This year, it is the 22nd Congressio­nal District that has attracted the most local attention, thanks to incumbent GOP Rep. Pete Olson’s decision to not seek re-election and a subsequent bruising Republican primary. Nehls’ Democratic opponent in November is Sri Kulkarni, a former diplomat who lost to Olson by 5 percentage points in 2018.

In a statement, Kulkarni accused Nehls of “trying to scrub his past” by removing the Trump references.

Nick Maddux, a spokesman for Nehls’ campaign, said the language was removed amid a redesign of the campaign website.

“Sheriff Nehls has been very clear in his support of President Trump and his policies; which pre-COVID-19, delivered us historic lows in unemployme­nt and one of the strongest economies we’ve ever seen,” Maddux said in a statement. “We will be working together to save this great country.”

====

▶ [WHAT YOU NEED TO DO]
1 - From the congressional race passage, reproduce word for word the stretch that begins at the words "This year, it" and stops after the words "points in 2018.".
2 - According to the congressional race passage, by how many percentage points did Sri Kulkarni lose to Pete Olson in 2018?
3 - Translate this sentence from the congressional race passage into Spanish: "Nick Maddux, a spokesman for Nehls' campaign, said the language was removed amid a redesign of the campaign website."

[Entries from a data source]
====

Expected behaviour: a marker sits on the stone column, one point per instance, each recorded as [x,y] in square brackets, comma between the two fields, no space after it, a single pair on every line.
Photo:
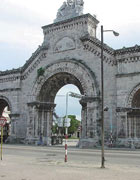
[40,122]
[89,118]
[13,131]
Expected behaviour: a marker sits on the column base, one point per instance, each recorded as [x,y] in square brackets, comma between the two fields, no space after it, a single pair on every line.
[46,141]
[133,143]
[12,139]
[88,143]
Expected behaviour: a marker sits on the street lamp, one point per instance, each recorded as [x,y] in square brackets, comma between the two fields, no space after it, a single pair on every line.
[66,119]
[102,94]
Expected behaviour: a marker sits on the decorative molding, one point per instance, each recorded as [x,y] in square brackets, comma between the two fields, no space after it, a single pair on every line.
[127,74]
[131,95]
[64,44]
[128,59]
[134,49]
[10,89]
[21,71]
[91,44]
[69,23]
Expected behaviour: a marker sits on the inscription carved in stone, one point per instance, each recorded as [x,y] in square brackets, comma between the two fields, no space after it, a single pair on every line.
[64,44]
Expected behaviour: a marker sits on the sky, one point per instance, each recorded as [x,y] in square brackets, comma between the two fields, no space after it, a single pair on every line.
[21,22]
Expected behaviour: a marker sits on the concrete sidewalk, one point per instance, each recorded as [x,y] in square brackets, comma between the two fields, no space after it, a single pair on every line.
[29,166]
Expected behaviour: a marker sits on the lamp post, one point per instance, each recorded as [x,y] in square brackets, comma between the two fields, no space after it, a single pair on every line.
[102,94]
[66,119]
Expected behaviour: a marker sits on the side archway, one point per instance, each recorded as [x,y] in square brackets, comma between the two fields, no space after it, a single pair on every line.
[45,89]
[133,116]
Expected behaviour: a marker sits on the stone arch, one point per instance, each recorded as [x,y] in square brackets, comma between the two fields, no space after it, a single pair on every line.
[131,95]
[83,74]
[4,101]
[133,114]
[57,75]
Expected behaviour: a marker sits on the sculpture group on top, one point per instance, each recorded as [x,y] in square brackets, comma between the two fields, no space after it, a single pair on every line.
[69,9]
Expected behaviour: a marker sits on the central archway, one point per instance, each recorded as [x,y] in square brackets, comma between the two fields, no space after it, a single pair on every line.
[45,89]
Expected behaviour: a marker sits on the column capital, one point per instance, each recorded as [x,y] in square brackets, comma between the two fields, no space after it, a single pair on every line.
[49,106]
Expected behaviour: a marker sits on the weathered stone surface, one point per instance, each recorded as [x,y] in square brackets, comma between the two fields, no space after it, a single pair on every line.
[70,54]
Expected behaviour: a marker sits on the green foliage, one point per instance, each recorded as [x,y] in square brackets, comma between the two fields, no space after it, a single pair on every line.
[74,124]
[40,72]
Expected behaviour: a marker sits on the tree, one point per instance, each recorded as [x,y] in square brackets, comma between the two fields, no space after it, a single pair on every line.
[74,124]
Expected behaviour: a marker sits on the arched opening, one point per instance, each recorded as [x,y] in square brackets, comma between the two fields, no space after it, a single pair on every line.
[74,113]
[133,117]
[5,111]
[53,86]
[45,90]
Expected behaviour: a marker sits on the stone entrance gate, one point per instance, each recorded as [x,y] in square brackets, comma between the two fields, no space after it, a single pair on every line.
[70,54]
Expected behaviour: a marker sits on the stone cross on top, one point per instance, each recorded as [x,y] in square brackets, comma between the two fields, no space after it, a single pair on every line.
[69,9]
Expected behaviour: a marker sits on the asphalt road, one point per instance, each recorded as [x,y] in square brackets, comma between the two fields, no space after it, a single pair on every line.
[89,156]
[22,162]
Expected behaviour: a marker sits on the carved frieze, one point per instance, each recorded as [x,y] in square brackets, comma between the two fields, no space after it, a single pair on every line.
[64,44]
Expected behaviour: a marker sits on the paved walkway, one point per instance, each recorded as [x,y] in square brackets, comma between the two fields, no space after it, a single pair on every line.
[27,165]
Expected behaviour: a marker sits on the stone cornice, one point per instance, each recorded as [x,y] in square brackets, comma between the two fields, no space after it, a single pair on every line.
[134,49]
[90,44]
[127,109]
[13,71]
[21,73]
[97,42]
[10,89]
[66,24]
[129,59]
[127,74]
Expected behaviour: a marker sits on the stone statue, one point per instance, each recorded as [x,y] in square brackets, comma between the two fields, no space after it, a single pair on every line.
[69,9]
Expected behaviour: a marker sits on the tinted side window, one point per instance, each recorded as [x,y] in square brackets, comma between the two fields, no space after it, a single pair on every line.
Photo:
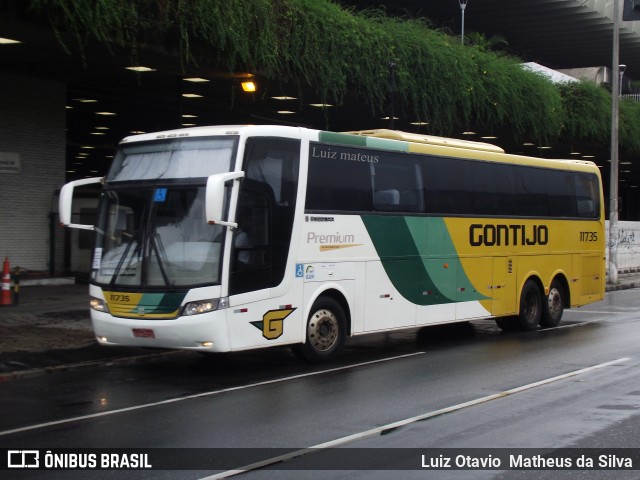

====

▶ [PROBLEM SOLUTIONS]
1 -
This year, it is the 22nd Congressio­nal District that has attracted the most local attention, thanks to incumbent GOP Rep. Pete Olson’s decision to not seek re-election and a subsequent bruising Republican primary. Nehls’ Democratic opponent in November is Sri Kulkarni, a former diplomat who lost to Olson by 5 percentage points in 2018.

2 - 5 percentage points

3 - Nick Maddux, portavoz de la campaña de Nehls, dijo que el texto se eliminó en medio de un rediseño del sitio web de la campaña.